TASK DATA
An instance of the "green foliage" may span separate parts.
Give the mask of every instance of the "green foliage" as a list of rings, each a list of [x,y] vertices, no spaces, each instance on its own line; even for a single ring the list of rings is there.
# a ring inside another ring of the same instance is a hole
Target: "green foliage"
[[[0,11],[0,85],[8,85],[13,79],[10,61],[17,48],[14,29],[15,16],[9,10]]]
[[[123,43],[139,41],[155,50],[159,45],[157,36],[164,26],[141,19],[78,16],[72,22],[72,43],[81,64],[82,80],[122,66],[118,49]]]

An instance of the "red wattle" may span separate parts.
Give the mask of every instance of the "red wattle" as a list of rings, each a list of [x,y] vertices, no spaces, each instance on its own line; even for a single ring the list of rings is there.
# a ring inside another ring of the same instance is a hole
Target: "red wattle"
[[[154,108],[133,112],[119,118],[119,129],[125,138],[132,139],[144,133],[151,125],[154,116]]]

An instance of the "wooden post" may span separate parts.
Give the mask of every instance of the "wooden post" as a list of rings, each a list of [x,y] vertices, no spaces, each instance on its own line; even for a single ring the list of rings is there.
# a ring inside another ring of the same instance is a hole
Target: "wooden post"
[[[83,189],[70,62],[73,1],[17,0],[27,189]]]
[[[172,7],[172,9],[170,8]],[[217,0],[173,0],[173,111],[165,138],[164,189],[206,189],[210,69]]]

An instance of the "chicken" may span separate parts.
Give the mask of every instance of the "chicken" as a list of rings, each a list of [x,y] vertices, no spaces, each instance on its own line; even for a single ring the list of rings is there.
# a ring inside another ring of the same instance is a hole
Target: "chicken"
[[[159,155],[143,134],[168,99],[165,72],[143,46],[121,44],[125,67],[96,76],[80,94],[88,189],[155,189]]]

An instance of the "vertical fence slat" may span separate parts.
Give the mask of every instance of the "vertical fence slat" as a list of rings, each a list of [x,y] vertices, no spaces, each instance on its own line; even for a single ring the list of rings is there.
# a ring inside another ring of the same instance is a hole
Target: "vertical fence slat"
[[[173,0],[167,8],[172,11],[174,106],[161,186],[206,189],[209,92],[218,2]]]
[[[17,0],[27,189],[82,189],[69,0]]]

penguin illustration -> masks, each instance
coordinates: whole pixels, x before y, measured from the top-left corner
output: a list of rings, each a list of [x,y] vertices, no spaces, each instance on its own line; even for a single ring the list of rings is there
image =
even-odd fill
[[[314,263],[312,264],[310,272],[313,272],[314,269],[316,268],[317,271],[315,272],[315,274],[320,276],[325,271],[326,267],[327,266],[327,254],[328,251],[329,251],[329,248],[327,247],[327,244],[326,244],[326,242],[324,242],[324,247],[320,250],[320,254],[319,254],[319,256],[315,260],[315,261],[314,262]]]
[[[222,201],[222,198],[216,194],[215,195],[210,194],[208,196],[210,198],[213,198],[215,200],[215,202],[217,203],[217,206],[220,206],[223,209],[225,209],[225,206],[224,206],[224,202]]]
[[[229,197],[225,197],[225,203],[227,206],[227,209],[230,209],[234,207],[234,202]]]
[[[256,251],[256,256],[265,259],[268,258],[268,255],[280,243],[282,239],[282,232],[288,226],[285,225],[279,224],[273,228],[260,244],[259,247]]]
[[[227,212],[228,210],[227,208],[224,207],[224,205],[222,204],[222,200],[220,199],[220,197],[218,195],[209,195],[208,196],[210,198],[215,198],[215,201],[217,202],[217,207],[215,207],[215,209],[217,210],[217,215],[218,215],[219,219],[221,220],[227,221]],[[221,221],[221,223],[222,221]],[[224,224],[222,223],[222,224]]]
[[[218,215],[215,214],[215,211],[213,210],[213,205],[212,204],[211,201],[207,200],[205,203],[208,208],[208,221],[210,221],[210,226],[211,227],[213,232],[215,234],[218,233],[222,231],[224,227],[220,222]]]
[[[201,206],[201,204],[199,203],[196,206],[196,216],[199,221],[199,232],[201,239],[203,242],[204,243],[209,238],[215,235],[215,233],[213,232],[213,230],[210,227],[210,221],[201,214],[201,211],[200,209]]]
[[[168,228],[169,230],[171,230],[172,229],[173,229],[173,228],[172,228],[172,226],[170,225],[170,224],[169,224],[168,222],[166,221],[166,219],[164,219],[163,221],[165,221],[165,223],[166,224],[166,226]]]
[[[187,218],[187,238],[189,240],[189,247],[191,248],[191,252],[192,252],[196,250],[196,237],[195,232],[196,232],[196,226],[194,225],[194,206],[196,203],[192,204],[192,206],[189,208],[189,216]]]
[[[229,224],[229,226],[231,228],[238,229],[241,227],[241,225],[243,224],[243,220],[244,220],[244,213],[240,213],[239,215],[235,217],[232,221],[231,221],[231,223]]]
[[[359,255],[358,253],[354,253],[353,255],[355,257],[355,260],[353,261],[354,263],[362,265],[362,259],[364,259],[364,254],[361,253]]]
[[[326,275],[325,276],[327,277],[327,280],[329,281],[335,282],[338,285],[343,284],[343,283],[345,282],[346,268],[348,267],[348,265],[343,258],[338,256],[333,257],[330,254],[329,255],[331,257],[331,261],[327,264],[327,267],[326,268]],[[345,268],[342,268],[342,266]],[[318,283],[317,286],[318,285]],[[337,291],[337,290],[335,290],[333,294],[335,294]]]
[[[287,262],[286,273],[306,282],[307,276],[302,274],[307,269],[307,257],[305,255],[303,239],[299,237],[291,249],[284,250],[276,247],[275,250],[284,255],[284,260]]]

WRITTEN TASK
Update the listing above by replacing every occurrence of "list of rings" with "array of rings". Leave all other text unchanged.

RESULT BELOW
An instance of the "green foliage" may span separate parts.
Give the mask of every instance of the "green foliage" as a array of rings, each a list of [x,y] vertices, no spaces, each instance on its own line; even for a single ring the array of rings is there.
# a ring inside another ring of the same instance is a hole
Target: "green foliage"
[[[0,11],[0,85],[8,85],[13,79],[10,61],[17,48],[14,29],[15,16],[9,10]]]
[[[123,43],[139,41],[155,50],[159,45],[157,36],[164,26],[141,19],[78,16],[72,22],[72,43],[81,64],[82,80],[122,66],[118,49]]]

An instance of the "red wattle" may span separate parts.
Give the mask of every instance of the "red wattle" as a array of rings, each a list of [x,y] vertices, no spaces, each instance on its own line; even for a single ring the array of rings is there.
# a ring inside another ring of the same instance is a hole
Target: "red wattle"
[[[154,108],[133,112],[119,118],[119,129],[125,138],[132,139],[144,133],[151,125],[154,116]]]

An instance of the "wooden post" may span separate parts.
Give the mask of every instance of the "wooden post" as a array of rings, each a list of [x,y] vertices, no spaces, each instance on its own line; even for a single ring the array of rings is there.
# a ring inside another ring of the same instance is a hole
Target: "wooden post"
[[[83,189],[70,62],[73,1],[17,0],[27,189]]]
[[[172,7],[172,9],[170,8]],[[217,0],[173,0],[173,111],[165,138],[164,189],[206,189],[210,69]]]

An instance of the "chicken" may span separate parts.
Give the mask of every instance of the "chicken" as a array of rings, each a list of [x,y] vertices, no spaces, each instance on its own line; even for a single ring the array of rings is there.
# a ring inside another ring of the same instance is a hole
Target: "chicken"
[[[159,155],[143,134],[168,99],[165,72],[143,46],[121,44],[125,67],[96,76],[80,94],[88,189],[155,189]]]

An instance of the "vertical fence slat" may span separate parts.
Give the mask of every instance of the "vertical fence slat" as a array of rings, each a list of [x,y] vertices, no spaces, each instance on its own line; even for a single ring the array of rings is there.
# a ring inside another ring of the same instance is a hole
Target: "vertical fence slat"
[[[173,0],[167,8],[172,11],[174,106],[161,186],[206,189],[209,92],[218,2]]]
[[[17,0],[27,189],[82,189],[69,0]]]

penguin illustration -> masks, each instance
coordinates: whole pixels, x before y, measured from the top-left corner
output: a array of rings, each a list of [x,y] vertices, no spaces, each instance on its own line; even for a single ring the array of rings is there
image =
even-odd fill
[[[314,263],[312,264],[310,272],[313,272],[314,269],[316,268],[317,271],[315,272],[315,274],[320,276],[325,271],[326,267],[327,266],[327,254],[328,251],[329,251],[329,248],[327,247],[327,244],[326,244],[326,242],[324,242],[324,247],[320,250],[320,254],[319,254],[319,256],[315,260],[315,261],[314,262]]]
[[[222,201],[222,198],[216,194],[215,195],[210,194],[208,196],[210,198],[213,198],[215,200],[215,202],[217,203],[217,206],[220,206],[223,209],[225,209],[225,206],[224,206],[224,202]]]
[[[229,197],[225,197],[225,203],[227,206],[227,209],[230,209],[234,207],[234,202]]]
[[[256,251],[256,256],[265,259],[268,258],[268,255],[280,243],[282,239],[282,232],[288,226],[285,225],[279,224],[273,228],[260,244],[259,247]]]
[[[227,212],[228,210],[227,208],[224,207],[224,205],[222,204],[222,200],[220,199],[220,197],[218,195],[209,195],[208,196],[210,198],[215,198],[215,201],[217,202],[217,207],[215,207],[215,209],[217,210],[217,215],[218,215],[219,219],[221,220],[227,221]],[[221,221],[221,223],[222,221]],[[224,224],[222,223],[222,224]]]
[[[218,215],[215,214],[215,211],[213,210],[213,205],[212,204],[211,201],[207,200],[205,203],[208,208],[208,221],[210,221],[210,226],[211,227],[213,232],[215,234],[218,233],[222,231],[224,227],[220,222]]]
[[[201,206],[201,204],[199,203],[196,206],[196,216],[199,221],[199,232],[201,239],[203,242],[204,243],[209,238],[215,235],[215,233],[213,232],[213,230],[210,227],[210,221],[201,214],[201,211],[200,209]]]
[[[168,228],[169,230],[171,230],[172,229],[173,229],[173,228],[172,228],[172,226],[170,225],[170,224],[169,224],[168,222],[166,221],[166,219],[164,219],[163,221],[165,221],[165,223],[166,224],[166,226]]]
[[[187,218],[187,238],[189,240],[189,247],[191,248],[191,252],[192,252],[196,250],[196,237],[195,232],[196,232],[196,226],[194,225],[194,206],[196,203],[192,204],[192,206],[189,208],[189,216]]]
[[[229,224],[229,226],[231,228],[238,229],[241,227],[241,225],[243,224],[243,220],[244,220],[244,213],[240,213],[239,215],[235,217],[232,221],[231,221],[231,223]]]
[[[359,255],[358,253],[354,253],[353,255],[355,257],[355,260],[353,261],[354,263],[362,265],[362,259],[364,259],[364,254],[361,253]]]
[[[326,275],[325,276],[327,277],[327,280],[329,281],[335,282],[338,285],[343,284],[343,283],[345,282],[346,268],[348,267],[348,265],[343,258],[338,256],[333,257],[330,254],[329,255],[331,257],[331,261],[327,264],[327,267],[326,268]],[[345,268],[342,268],[342,266]],[[318,283],[317,286],[318,285]],[[337,291],[337,290],[335,290],[333,294],[335,294]]]
[[[287,262],[286,273],[306,282],[307,276],[302,274],[307,269],[307,257],[305,255],[303,239],[299,237],[291,249],[284,250],[276,247],[275,250],[284,255],[284,260]]]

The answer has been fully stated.